▶ YOUR OBJECTIVE: Please return the listing below verbatim, line for line and from start to finish, with the pictures left out of your reply.

▶ MATERIAL:
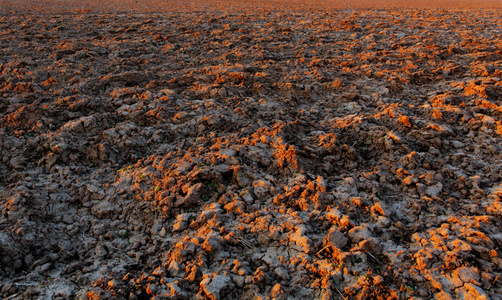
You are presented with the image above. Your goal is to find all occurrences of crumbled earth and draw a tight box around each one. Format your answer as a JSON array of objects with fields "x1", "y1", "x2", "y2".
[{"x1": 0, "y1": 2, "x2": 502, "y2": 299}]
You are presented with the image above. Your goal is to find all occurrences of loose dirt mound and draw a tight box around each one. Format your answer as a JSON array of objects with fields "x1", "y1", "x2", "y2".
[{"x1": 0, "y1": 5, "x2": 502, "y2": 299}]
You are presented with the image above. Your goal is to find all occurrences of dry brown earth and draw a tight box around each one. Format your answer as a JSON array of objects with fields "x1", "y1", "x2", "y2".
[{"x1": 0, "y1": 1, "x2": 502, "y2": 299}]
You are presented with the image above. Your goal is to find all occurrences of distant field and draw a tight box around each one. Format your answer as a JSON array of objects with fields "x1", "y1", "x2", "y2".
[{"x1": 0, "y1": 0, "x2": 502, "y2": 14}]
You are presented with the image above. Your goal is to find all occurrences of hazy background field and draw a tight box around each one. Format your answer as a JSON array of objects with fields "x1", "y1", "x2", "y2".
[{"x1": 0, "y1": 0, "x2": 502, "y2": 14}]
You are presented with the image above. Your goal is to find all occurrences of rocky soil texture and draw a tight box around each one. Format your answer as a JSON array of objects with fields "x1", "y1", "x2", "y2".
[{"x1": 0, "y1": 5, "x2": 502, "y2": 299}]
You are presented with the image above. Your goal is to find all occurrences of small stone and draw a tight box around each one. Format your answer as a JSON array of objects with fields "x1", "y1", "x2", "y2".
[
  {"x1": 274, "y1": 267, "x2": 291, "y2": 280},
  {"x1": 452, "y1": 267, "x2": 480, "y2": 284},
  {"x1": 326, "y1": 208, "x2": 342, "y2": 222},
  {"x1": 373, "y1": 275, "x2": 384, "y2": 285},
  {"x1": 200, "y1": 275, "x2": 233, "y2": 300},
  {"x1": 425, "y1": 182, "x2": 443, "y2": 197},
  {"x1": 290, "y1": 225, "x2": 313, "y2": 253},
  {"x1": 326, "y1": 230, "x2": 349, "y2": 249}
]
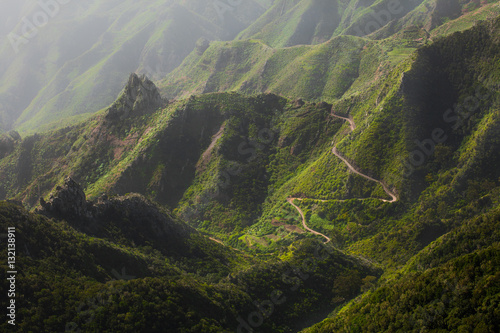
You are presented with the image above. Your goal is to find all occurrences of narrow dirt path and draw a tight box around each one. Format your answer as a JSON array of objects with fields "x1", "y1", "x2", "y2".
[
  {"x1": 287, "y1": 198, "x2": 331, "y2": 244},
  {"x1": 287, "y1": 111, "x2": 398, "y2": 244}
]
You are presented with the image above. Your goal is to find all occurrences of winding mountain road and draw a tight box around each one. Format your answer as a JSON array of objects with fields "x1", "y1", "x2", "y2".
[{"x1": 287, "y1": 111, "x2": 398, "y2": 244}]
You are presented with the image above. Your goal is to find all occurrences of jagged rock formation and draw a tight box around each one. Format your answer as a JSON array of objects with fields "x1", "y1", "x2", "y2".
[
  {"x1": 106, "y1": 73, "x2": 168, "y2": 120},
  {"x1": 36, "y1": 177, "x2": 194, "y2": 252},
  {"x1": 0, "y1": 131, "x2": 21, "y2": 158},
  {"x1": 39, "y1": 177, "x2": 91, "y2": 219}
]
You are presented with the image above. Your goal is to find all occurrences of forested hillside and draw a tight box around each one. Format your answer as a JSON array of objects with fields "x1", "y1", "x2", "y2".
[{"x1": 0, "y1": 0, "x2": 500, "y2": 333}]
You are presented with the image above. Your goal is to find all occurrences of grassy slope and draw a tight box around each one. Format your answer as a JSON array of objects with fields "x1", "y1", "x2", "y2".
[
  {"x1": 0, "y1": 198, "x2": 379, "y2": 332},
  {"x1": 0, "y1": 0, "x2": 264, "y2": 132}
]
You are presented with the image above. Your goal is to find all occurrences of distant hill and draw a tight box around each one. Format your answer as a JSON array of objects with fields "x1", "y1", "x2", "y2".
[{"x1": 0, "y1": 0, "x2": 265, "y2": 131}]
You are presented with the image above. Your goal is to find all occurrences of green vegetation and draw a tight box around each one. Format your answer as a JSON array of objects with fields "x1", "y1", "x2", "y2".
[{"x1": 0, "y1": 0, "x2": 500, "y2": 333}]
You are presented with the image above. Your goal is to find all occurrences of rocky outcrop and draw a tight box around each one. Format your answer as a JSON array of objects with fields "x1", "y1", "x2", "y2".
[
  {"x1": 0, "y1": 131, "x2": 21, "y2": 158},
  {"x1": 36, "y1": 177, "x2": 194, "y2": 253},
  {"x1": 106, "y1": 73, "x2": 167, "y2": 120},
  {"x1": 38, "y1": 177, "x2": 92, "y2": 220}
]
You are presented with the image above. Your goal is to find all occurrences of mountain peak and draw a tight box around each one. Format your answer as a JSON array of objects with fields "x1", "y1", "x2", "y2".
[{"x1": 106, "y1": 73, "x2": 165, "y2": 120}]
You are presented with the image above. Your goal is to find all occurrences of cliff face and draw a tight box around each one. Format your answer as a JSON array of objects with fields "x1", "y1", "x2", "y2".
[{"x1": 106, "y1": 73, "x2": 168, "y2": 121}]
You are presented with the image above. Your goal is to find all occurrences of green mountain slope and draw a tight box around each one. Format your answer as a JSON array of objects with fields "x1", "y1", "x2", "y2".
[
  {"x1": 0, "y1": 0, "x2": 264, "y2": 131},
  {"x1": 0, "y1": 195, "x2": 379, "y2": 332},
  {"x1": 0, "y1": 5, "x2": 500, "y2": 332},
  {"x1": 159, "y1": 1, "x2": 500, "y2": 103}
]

▶ WRITTEN SOLUTION:
You are presented with the image above. Your goal is to find all occurrences of crumbled earth and draw a tight box around each one. Format your answer as a JSON array of objects with fields "x1", "y1", "x2", "y2".
[{"x1": 0, "y1": 2, "x2": 502, "y2": 299}]
You are presented with the image above. Your goal is to find all occurrences of loose dirt mound and draw a tight box around each one. Format your answer as a JSON array of objects with fields "x1", "y1", "x2", "y2".
[{"x1": 0, "y1": 5, "x2": 502, "y2": 299}]
You are presented with the image above. Your goal is to find all occurrences of dry brown earth and draw a tight box around each one. Format your answer as a JSON array of objects with fields "x1", "y1", "x2", "y2".
[{"x1": 0, "y1": 1, "x2": 502, "y2": 299}]
You are presented with the image above. Your goal is to find all occurrences of distant field and draw a tight box around each one. Format your answer as a JSON array of objects with fields "x1", "y1", "x2", "y2".
[{"x1": 0, "y1": 0, "x2": 502, "y2": 14}]
You are presented with the image above. Your goal is to find all occurrences of hazy background field and draw a tight box around each one. Format your answer as a JSON array of objects with fields "x1", "y1", "x2", "y2".
[{"x1": 0, "y1": 0, "x2": 502, "y2": 14}]
You are presented with the image above. Your goal is to find all occurrences of rocky soil texture and draw a tight box around each one. Format your answer as a JSON array of objects with fields "x1", "y1", "x2", "y2".
[{"x1": 0, "y1": 5, "x2": 502, "y2": 299}]
You are presented with the image above. Your goal is to find all occurrences of small stone and draw a tight box around each one. Format your answer as a JSON array of objects with fields "x1", "y1", "x2", "y2".
[
  {"x1": 274, "y1": 267, "x2": 291, "y2": 280},
  {"x1": 452, "y1": 267, "x2": 480, "y2": 284},
  {"x1": 326, "y1": 208, "x2": 342, "y2": 222},
  {"x1": 373, "y1": 275, "x2": 384, "y2": 285},
  {"x1": 200, "y1": 275, "x2": 233, "y2": 300},
  {"x1": 425, "y1": 182, "x2": 443, "y2": 197},
  {"x1": 290, "y1": 225, "x2": 313, "y2": 253},
  {"x1": 326, "y1": 230, "x2": 349, "y2": 249}
]
You are presented with the image above. Your goal is to find all occurrences of narrow dirt path and draw a tight box around each one. Format your answer as a JSON array of objects with fields "x1", "y1", "x2", "y2".
[
  {"x1": 287, "y1": 198, "x2": 331, "y2": 244},
  {"x1": 287, "y1": 111, "x2": 398, "y2": 244}
]
You are presented with the image above. Your goal is to find all occurrences of winding mountain road and draw a tight box around each one. Format your answer as a JSON array of objects with fields "x1", "y1", "x2", "y2".
[{"x1": 287, "y1": 111, "x2": 398, "y2": 244}]
You are presented with the image above. Your goal is to find all occurrences of jagged rock formation and draw a tight box around each one. Format your answer as a JSON array of objects with fields "x1", "y1", "x2", "y2".
[
  {"x1": 106, "y1": 73, "x2": 168, "y2": 120},
  {"x1": 36, "y1": 177, "x2": 194, "y2": 252},
  {"x1": 0, "y1": 131, "x2": 21, "y2": 158},
  {"x1": 39, "y1": 177, "x2": 91, "y2": 219}
]
You are presented with the image above. Your goal is to find all occurrences of forested hillside and draw a tight box around each one. Format your answer as a JSON array of objects with fields "x1", "y1", "x2", "y2".
[{"x1": 0, "y1": 0, "x2": 500, "y2": 333}]
You are presented with the image above. Your goal is to find all occurrences of grassy slope and draw a tight box around each one. Format your answer as a JSON array of objects with fields "x1", "y1", "x2", "y2".
[
  {"x1": 0, "y1": 198, "x2": 379, "y2": 332},
  {"x1": 0, "y1": 0, "x2": 264, "y2": 132}
]
You are presented with the image above. Your goal is to find all occurrences of distant hill and draw a tight box around each one. Format your answer as a JSON array of objects with fields "x1", "y1", "x2", "y2".
[{"x1": 0, "y1": 0, "x2": 265, "y2": 131}]
You are presented with the image above. Your goal is to find all occurrences of green vegetation and draw a tight box around each one. Format your answer as a JSON array of objects with fields "x1", "y1", "x2", "y2".
[{"x1": 0, "y1": 0, "x2": 500, "y2": 333}]
You are presented with the image above. Your goal is to find all occurrences of rocky outcrop and draw a tight box around each one. Format your answer as a JSON array of objects with fields "x1", "y1", "x2", "y2".
[
  {"x1": 0, "y1": 131, "x2": 21, "y2": 158},
  {"x1": 36, "y1": 177, "x2": 194, "y2": 253},
  {"x1": 106, "y1": 73, "x2": 167, "y2": 120},
  {"x1": 38, "y1": 177, "x2": 92, "y2": 220}
]
You are presented with the image above. Your goal is to find all occurrences of mountain peak and draw a tight box around each one. Format your answer as a JSON array of objects with fields "x1", "y1", "x2", "y2".
[{"x1": 106, "y1": 73, "x2": 165, "y2": 120}]
You are presented with the image above. Your goal is to find all occurrences of cliff face and draw a tight box around each one. Format your answer as a JSON array of objects with fields "x1", "y1", "x2", "y2".
[{"x1": 106, "y1": 73, "x2": 168, "y2": 121}]
You are presented with the image above. Your goal is to find all occurrences of green mountain slope and draw a tight box around each one. Format your answer as a JSON array of objects with fields "x1", "y1", "x2", "y2".
[
  {"x1": 0, "y1": 0, "x2": 264, "y2": 131},
  {"x1": 0, "y1": 195, "x2": 379, "y2": 332},
  {"x1": 0, "y1": 5, "x2": 500, "y2": 332},
  {"x1": 159, "y1": 1, "x2": 500, "y2": 103}
]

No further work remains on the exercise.